• [WHAT THE EXERCISE ASKS] Here are some records. Print all of them exactly.
*** TASK DATA
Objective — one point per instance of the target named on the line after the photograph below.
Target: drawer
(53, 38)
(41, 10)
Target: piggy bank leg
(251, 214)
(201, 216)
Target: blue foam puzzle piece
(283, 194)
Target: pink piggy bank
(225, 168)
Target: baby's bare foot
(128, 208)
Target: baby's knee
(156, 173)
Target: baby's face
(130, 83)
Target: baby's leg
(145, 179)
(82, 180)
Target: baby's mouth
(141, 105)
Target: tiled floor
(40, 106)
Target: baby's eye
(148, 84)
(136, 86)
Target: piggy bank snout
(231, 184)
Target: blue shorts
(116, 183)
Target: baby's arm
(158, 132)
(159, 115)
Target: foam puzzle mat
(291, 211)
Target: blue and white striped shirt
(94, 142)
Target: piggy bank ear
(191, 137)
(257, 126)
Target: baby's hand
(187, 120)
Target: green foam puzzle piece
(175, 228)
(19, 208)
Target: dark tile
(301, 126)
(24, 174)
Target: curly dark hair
******
• [OUTPUT]
Objective — one point per instance of the target named on the line after the photograph below.
Target: drawer
(53, 38)
(41, 10)
Target: piggy bank leg
(251, 214)
(201, 216)
Target: blue foam puzzle piece
(283, 194)
Target: pink piggy bank
(225, 168)
Target: baby's bare foot
(128, 208)
Target: baby's knee
(156, 173)
Target: baby's face
(130, 83)
Target: baby's leg
(145, 179)
(82, 180)
Target: baby's mouth
(141, 105)
Target: tiled floor
(40, 106)
Target: baby's eye
(148, 84)
(136, 86)
Target: piggy bank snout
(231, 184)
Target: blue shorts
(116, 183)
Target: baby's arm
(158, 132)
(159, 115)
Target: foam puzzle mat
(291, 211)
Target: blue and white striped shirt
(94, 142)
Target: piggy bank ear
(191, 137)
(257, 126)
Target: baby's hand
(187, 120)
Target: green foam puzzle piece
(175, 228)
(19, 208)
Target: dark tile
(301, 126)
(24, 174)
Target: curly dark hair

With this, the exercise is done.